» Natural language region descriptions
_ _ _ _ _ _ _
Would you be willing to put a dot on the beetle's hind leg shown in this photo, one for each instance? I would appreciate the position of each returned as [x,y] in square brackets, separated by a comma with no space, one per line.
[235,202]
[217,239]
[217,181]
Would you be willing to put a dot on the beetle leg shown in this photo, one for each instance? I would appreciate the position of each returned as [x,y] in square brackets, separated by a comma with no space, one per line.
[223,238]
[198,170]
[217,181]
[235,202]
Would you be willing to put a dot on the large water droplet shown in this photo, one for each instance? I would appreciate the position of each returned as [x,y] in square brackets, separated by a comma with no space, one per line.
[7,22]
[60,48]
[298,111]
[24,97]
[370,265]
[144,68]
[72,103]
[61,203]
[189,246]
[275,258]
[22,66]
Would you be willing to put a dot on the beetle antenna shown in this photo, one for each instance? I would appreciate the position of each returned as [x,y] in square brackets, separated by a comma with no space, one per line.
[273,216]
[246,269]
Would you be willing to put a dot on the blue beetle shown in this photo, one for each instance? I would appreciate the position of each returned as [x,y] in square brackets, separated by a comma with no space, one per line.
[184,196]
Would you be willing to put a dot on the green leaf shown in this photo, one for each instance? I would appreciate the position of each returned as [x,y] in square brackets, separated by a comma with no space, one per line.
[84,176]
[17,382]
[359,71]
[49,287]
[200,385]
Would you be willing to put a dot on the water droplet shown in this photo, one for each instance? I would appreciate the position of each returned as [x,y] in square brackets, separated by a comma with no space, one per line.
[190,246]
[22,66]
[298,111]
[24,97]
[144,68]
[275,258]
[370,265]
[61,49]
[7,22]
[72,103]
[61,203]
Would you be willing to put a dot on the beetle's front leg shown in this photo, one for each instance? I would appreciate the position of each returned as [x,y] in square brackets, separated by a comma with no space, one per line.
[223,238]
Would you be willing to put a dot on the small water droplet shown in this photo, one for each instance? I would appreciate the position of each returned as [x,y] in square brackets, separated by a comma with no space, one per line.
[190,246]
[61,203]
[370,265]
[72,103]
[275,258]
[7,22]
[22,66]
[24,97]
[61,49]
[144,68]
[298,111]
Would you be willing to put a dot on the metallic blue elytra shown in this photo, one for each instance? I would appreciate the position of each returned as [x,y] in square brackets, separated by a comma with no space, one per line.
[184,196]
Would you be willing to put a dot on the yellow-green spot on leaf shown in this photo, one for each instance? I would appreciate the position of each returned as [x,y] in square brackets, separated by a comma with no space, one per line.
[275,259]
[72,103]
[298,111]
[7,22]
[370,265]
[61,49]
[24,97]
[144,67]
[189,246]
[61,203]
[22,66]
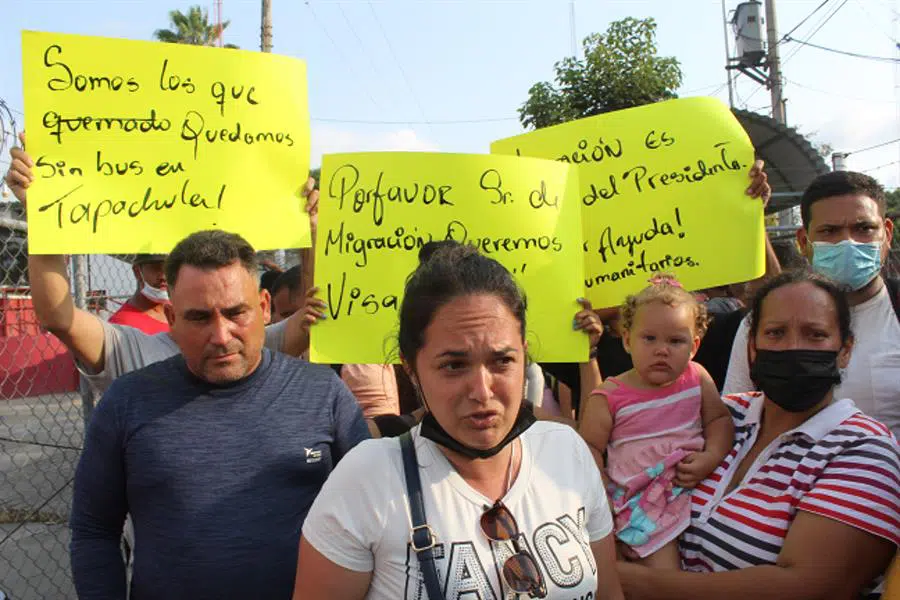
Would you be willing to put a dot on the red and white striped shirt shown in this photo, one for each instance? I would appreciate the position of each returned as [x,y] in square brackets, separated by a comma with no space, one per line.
[839,464]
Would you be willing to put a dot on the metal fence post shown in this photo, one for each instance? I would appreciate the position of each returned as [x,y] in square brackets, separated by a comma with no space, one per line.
[80,285]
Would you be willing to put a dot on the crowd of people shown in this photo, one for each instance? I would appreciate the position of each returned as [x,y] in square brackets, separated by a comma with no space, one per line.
[248,472]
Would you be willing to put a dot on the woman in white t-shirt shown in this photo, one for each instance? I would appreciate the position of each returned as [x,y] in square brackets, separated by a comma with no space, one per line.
[514,506]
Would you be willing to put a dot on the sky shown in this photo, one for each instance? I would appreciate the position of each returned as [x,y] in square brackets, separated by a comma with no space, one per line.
[450,75]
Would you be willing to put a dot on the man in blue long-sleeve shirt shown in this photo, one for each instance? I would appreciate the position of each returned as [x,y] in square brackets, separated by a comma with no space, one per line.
[217,453]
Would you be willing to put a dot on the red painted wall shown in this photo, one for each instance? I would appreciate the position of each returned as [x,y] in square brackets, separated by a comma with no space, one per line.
[32,362]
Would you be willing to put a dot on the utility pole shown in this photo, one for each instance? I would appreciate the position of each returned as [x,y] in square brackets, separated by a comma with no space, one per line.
[774,64]
[265,38]
[727,58]
[266,34]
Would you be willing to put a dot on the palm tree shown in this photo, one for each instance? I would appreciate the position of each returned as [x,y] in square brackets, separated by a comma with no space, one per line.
[191,28]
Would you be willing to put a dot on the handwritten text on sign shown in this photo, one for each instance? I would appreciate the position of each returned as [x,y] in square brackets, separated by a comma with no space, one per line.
[377,210]
[138,144]
[662,189]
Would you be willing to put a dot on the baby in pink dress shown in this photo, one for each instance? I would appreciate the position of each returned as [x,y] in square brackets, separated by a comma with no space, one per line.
[662,425]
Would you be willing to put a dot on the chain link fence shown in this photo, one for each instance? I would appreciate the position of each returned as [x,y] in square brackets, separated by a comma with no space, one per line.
[43,410]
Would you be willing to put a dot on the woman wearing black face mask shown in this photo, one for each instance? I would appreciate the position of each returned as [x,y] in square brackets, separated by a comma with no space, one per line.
[807,505]
[512,508]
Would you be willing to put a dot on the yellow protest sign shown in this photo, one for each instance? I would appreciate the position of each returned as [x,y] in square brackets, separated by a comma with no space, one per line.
[662,189]
[138,144]
[377,210]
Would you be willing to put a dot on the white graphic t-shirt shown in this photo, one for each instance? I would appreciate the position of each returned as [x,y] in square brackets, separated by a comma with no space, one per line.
[361,519]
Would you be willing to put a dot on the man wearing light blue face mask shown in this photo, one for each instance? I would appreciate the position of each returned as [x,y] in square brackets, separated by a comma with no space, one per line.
[846,236]
[145,309]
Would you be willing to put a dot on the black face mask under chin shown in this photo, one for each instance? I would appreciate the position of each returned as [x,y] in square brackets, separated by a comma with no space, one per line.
[795,380]
[433,431]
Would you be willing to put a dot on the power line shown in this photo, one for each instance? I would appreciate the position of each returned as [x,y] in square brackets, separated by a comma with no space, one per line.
[397,62]
[826,92]
[375,69]
[846,53]
[875,21]
[890,164]
[805,19]
[821,24]
[341,55]
[881,145]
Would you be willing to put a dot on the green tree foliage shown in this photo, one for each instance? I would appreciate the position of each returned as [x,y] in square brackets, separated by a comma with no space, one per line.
[620,69]
[191,28]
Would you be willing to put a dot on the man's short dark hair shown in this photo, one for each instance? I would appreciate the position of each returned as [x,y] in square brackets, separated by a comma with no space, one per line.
[209,250]
[840,183]
[289,280]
_ _ _ _ _ _ _
» WORK INSTRUCTION
Write out the records once more, word for word, though without the pictures they contain.

» THE ANSWER
Would you be willing to put a dot on the beetle's hind leg shown in this photo, one for each instance? I would appreciate the position of each returned as [x,y] in square brackets, separated by a comma with no space, one per line.
[235,202]
[217,239]
[217,181]
Would you be willing to put a dot on the beetle leg shown in this photo, one for each instance? I would appreciate the position of each returned as [x,y] in square brackets, separated by a comma with no space, one per line.
[223,238]
[198,170]
[217,181]
[235,202]
Would you be willing to put a dot on the large water droplet shown in this photo, one for each instance? I would appreciate the position of each returned as [x,y] in square brackets, separated by a comma with no space, one per line.
[7,22]
[60,48]
[298,111]
[24,97]
[370,265]
[144,68]
[72,103]
[61,203]
[189,246]
[275,258]
[22,66]
Would you be willing to put a dot on the beetle antenna shown in this photo, one for each instance? I would appreciate the position of each returned as [x,y] in square brackets, separated by a comma with no space, one per line.
[273,216]
[246,269]
Would you be willing to put a dot on the blue beetle shown in this photo, one for each instance? I would appreciate the position of each returned as [x,y] in square brackets, separated by a comma with no space, one per line.
[184,196]
Would you be willing to put a dot on the green leaf shown in this photo, one for each instance? I would appreciate the position of each returned as [x,y] in square brackets, separated by a comma with no space, one per line.
[84,176]
[17,382]
[359,71]
[49,287]
[200,385]
Would you be willing to put a dot on the water droplet shown in this photo, one for each instance? I would appreciate the position of each returned as [x,y] in square brackets, separated by a comma with no space, one per line.
[190,246]
[22,66]
[298,111]
[24,97]
[144,68]
[275,258]
[370,265]
[61,49]
[7,22]
[72,103]
[61,203]
Would you be willing to put a dot on the beetle's front leg shown in this photo, one for each instance? I would appreciate the position of each returned as [x,y] in square brackets, separated by a comma with no space, one per line.
[223,238]
Would you be willing to put a dot on the small water droplet shown in this photo, one for each instance? I would appreciate the position of each returned as [x,y] in square brackets, separated by a comma with no space, one per line.
[190,246]
[61,203]
[370,265]
[72,103]
[275,258]
[7,22]
[22,66]
[24,97]
[61,49]
[144,68]
[298,111]
Would you be willing to put a dot on the metallic blue elytra shown in this photo, one for each instance? I would appreciate the position of each returned as [x,y] in square brackets, separated by a comma with no space, one per line.
[184,196]
Would you be willing to put a dot on the yellow-green spot on leaf shown in this photo, one for each instance? I would appreciate the position of each returned as [x,y] in square brackets, separated by a comma with no space, one per line.
[275,259]
[72,103]
[298,111]
[7,22]
[370,265]
[61,49]
[24,97]
[144,67]
[189,246]
[61,203]
[22,66]
Would you be willing to put a dot on the red and white striped shirt shown in this photo, one for each instance? I would appreciate the position of each returned as [x,y] in square brackets, separated by a comma with no space, one per line.
[839,464]
Would you be willing to put a dot on the metal fence post shown in this photo, one for each instance? I would appreciate the position of each returned as [x,y] in square brackets, separated by a comma with no space, one per line.
[80,285]
Would you be willing to put a dot on the crowd of people shown in this photo, one for each instance? I would appreciate the position of each returned as [x,y] in square brackets, separated by a comma with no space, one per line.
[248,472]
Would you be willing to put a dot on the woman in white t-shirt shown in this photo, one for each instance? I would appreciate the position of each returned as [x,y] in square brackets, separated by a comma with no space, one per line.
[514,506]
Would you be willing to put a dot on the sky shown in this photo, one for each instance? I would appreciate the position of each returned as [x,y] in square brackets, separated by a comma with no space, one per line.
[450,75]
Would you be willing to put a dot on the man in blue long-sleeve shirt shown in this photo, one for each instance? I would appreciate the position of each returned as [x,y] in square brackets, separated by a comma with no space, one per line.
[217,453]
Would you be willing to put a dot on the red painted wall shown in this photo, one for each instance? I would appreciate the position of each returned as [x,y] in square brackets, separated by a comma with no space, one per line.
[32,362]
Would you be willing to put a dot on the utility pole shown in this photo, one for each instance? I would appreciate the position of each returned as [x,y] in square brackets, separated by a comma with no space, one per line.
[774,64]
[265,38]
[727,58]
[266,34]
Would you be willing to put a dot on the palm tree shown in this photo, one for each instance? I would appreciate the position of each returned as [x,y] in square brackets, separated by a comma with no space, one per line.
[191,28]
Would you be willing to put a dot on the handwritten text on sign shown in this photo, one for each instance? I would appreciate the position of each returned as [x,y] in square brackets, separated by a comma with no space, one per line.
[377,210]
[138,144]
[662,189]
Would you be willing to put a dot on the baby in pink dress shown in this photo, one for each instance? I would appreciate the position of each returned as [x,y] in square brackets, separated by a comma with no space, one per line.
[662,425]
Would you be willing to put a dot on the chain link fence shown in this photo, one for each instance? I would appreciate the position of each returned as [x,y] in square brackets, separated by a comma with no space, one per line.
[43,410]
Would you be willing to put a dot on the woman wearing black face mask shown in this photo, one for each instance? I would appreciate the position of each returned as [x,y] in square brackets, separated by a comma with no space, one per line.
[807,505]
[512,508]
Would you be willing to put a dot on the yellow protest sign shown in this photo, one for each instance? I would appreciate the position of each returned as [x,y] in square brackets, separated by a comma with no space, one per line.
[662,189]
[138,144]
[377,210]
Would you be willing to put a dot on the white graphic t-shirt shown in this photo, one for each instance? I would appreciate the position of each returned as [x,y] in square brackets, separated by a comma with no space, one per line.
[361,519]
Would you be willing to put a dot on the man wearing light blue face mask shown in this photo, one for each instance? I would appreciate the position of each returned as [x,y] in square brackets, separated by a comma with no space, one per line.
[846,236]
[145,309]
Would you be willing to put a dot on the black face mask under chin shown in this photo, one for each instance? I would appreciate the position of each returned as [x,y] in square brackets, separated by a comma with no space, one per line.
[795,380]
[433,431]
Would you be willing to put a dot on the power line shown in this photo, one for each instance? I would appreciate the position of each returned as [x,y] in square brackets, separated by a comma with no space, one per line.
[397,62]
[826,92]
[375,69]
[846,53]
[875,21]
[890,164]
[805,19]
[821,24]
[341,55]
[881,145]
Would you be willing to put a dot on the green tree foliage shown in this photo, one for each instance? I would appreciate the position of each returned as [x,y] in square brackets, separated by a comma with no space, one per line.
[620,69]
[191,28]
Would you be willing to put a dot on the man's short dark hair shown in this photo, one for each instance? I would appreciate the position of each returned as [x,y] in square brackets, separated by a comma with no space, one per line.
[209,250]
[840,183]
[289,280]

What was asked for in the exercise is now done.